» **EXTRAIT CHOISI**:

Crédit photo Jean-Michel Delage
Voici quelques mois, à Vannes, la Sauvegarde 56 a ouvert un restaurant pédagogique et solidaire dans le cadre de son dispositif dynamique d’insertion. Fruit d’une coopération entre l’association, la protection judiciaire de la jeunesse, la région Bretagne et le conseil départemental du Morbihan, il offre un espace de remobilisation aux jeunes de 16 à 18 ans en situation de fragilité.

Colombo de poulet et flan coco pour seulement 12 €. Ça sent bon les épices et les Antilles, ce midi, au restaurant Flagrant Délice de Vannes, dans le Morbihan. Assis autour d’une seule et grande table, une douzaine de convives s’apprêtent à embarquer pour ce voyage culinaire. Ils sont tous magistrats du tribunal judiciaire de Vannes, qui se réunissent à l’occasion de leur traditionnel repas annuel. Et, cette année, le choix du lieu ne doit rien au hasard.

Ouvert depuis le mois de mai, le Flagrant Délice n’est pas un restaurant comme les autres. Pédagogique et solidaire, il s’inscrit dans le cadre d’un dispositif dynamique d’insertion pour des jeunes de 16 à 18 ans en situation de rupture scolaire, placés sous main de justice ou faisant l’objet d’une mesure d’aide sociale à l’enfance. Le projet est le fruit d’une coopération entre la protection judiciaire de la jeunesse (PJJ), la région Bretagne, le conseil départemental du Morbihan et l’association d’action sociale Sauvegarde 56. « La modernité de ce dispositif baptisé 3D, c’est cette pluralité institutionnelle. On aimerait aller plus loin et y faire entrer un jour l’ARS [agence régionale de santé] pour les mineurs en situation de handicap », affirme Jean-Michel Guillo, directeur de la Sauvegarde 56.

» **DONNÉES FOURNIES**:
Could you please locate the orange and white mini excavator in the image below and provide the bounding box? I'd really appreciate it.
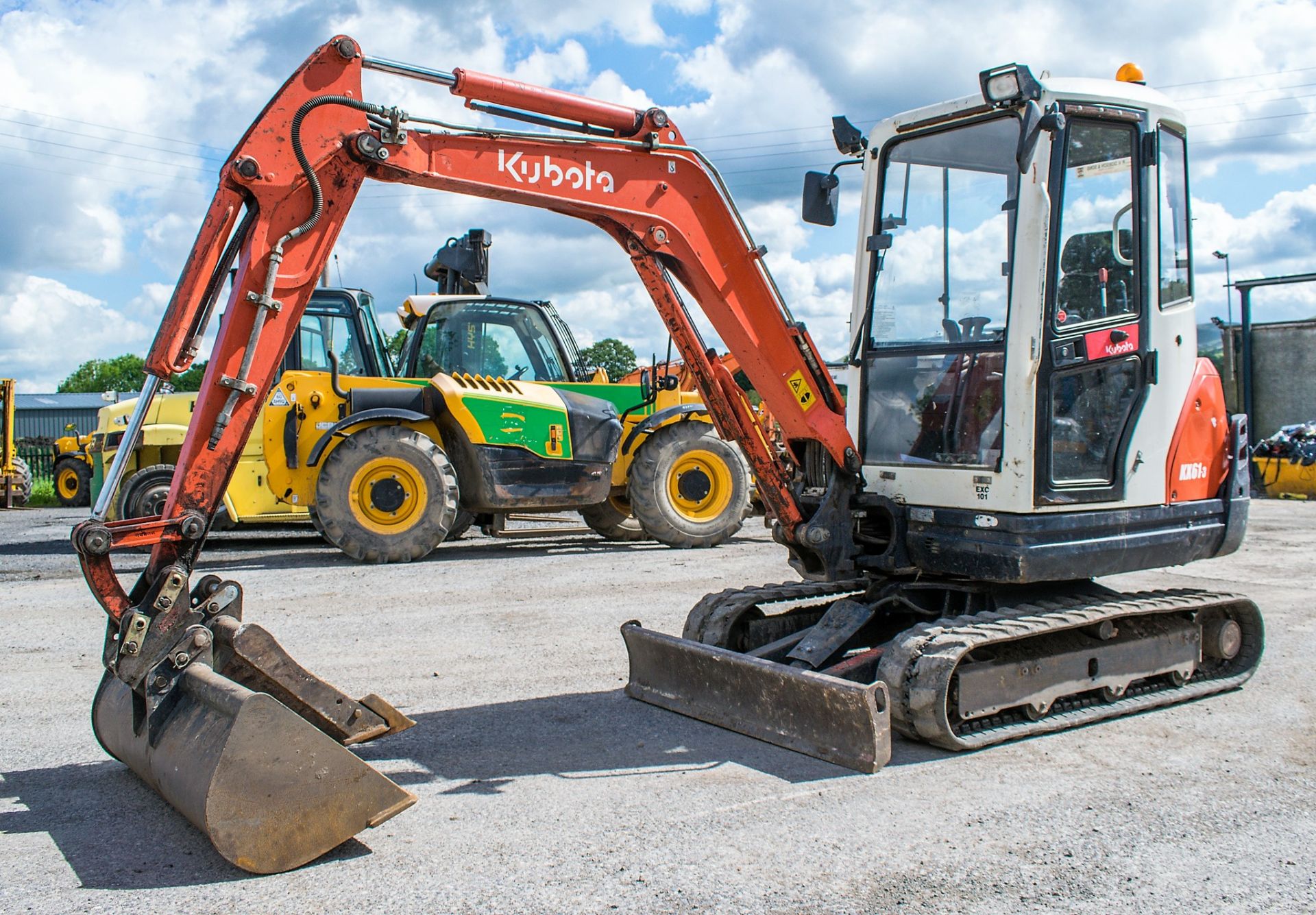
[73,37,1262,873]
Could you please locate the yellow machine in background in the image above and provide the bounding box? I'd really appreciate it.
[263,293,750,562]
[88,289,751,562]
[51,423,93,508]
[0,378,32,508]
[90,289,392,526]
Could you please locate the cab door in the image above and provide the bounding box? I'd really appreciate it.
[1036,107,1154,506]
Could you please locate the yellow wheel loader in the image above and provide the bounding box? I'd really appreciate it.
[92,287,392,526]
[90,229,751,562]
[51,423,93,508]
[0,378,32,508]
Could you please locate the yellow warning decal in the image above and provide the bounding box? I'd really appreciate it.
[785,371,817,409]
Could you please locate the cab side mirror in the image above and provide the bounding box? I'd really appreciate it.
[1014,100,1064,175]
[800,171,841,225]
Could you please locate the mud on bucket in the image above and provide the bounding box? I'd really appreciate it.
[92,663,416,874]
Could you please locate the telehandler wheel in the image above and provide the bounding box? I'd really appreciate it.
[0,454,32,508]
[626,422,748,548]
[56,457,90,508]
[581,496,653,542]
[119,463,173,520]
[316,425,458,562]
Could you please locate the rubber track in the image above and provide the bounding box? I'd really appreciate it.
[878,589,1265,751]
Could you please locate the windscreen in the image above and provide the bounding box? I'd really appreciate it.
[868,117,1019,347]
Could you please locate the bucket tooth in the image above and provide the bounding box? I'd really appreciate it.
[92,663,416,874]
[621,620,891,773]
[210,616,416,745]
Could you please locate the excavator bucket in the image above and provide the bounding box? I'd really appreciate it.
[621,620,891,773]
[92,631,416,874]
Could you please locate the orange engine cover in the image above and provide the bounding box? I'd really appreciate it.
[1165,358,1229,502]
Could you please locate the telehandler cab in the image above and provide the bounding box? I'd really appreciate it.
[73,36,1263,872]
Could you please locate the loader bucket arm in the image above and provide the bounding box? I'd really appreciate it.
[73,36,860,872]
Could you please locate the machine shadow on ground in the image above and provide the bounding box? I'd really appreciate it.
[356,690,954,794]
[0,759,370,890]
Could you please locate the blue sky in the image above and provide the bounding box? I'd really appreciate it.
[0,0,1316,391]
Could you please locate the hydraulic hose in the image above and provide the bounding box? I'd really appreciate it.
[209,95,395,450]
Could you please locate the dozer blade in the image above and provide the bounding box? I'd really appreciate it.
[92,663,416,874]
[621,620,891,773]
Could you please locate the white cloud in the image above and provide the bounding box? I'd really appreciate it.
[0,0,1316,392]
[1193,184,1316,321]
[0,275,153,391]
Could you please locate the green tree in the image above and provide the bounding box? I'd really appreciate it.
[57,353,206,393]
[581,337,635,380]
[57,353,146,393]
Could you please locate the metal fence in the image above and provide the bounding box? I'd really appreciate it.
[14,439,56,483]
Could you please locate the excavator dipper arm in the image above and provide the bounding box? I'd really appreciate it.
[73,37,860,872]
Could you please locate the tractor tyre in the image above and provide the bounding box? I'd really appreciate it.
[443,508,475,544]
[56,457,90,508]
[0,454,32,508]
[626,420,750,548]
[119,463,173,520]
[581,498,653,544]
[316,425,458,562]
[306,506,329,546]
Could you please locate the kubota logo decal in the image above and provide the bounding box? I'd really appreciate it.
[498,149,616,193]
[1179,463,1208,482]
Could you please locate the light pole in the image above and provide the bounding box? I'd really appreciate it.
[1210,252,1233,324]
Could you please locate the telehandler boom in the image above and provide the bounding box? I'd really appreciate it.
[73,36,1262,872]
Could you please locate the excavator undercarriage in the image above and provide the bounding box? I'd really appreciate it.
[73,36,1263,873]
[621,578,1265,772]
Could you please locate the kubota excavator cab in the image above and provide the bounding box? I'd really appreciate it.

» **CONSIGNE ÉCRITE**:
D'après l'extrait sur le Flagrant Délice, depuis quel mois ce restaurant est-il ouvert ?

» **RÉSULTAT**:
Depuis le mois de mai.